Point-per-instance localization data:
---*---
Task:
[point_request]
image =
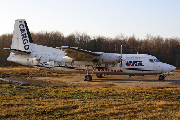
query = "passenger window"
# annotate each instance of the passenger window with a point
(106, 65)
(156, 60)
(151, 60)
---*---
## Requirement
Your answer must be an exact repeat of the records above, with the pictures left out.

## Answer for the task
Task:
[point_request]
image =
query = "passenger window"
# annotate each instance of the passenger window with a point
(106, 65)
(156, 60)
(151, 60)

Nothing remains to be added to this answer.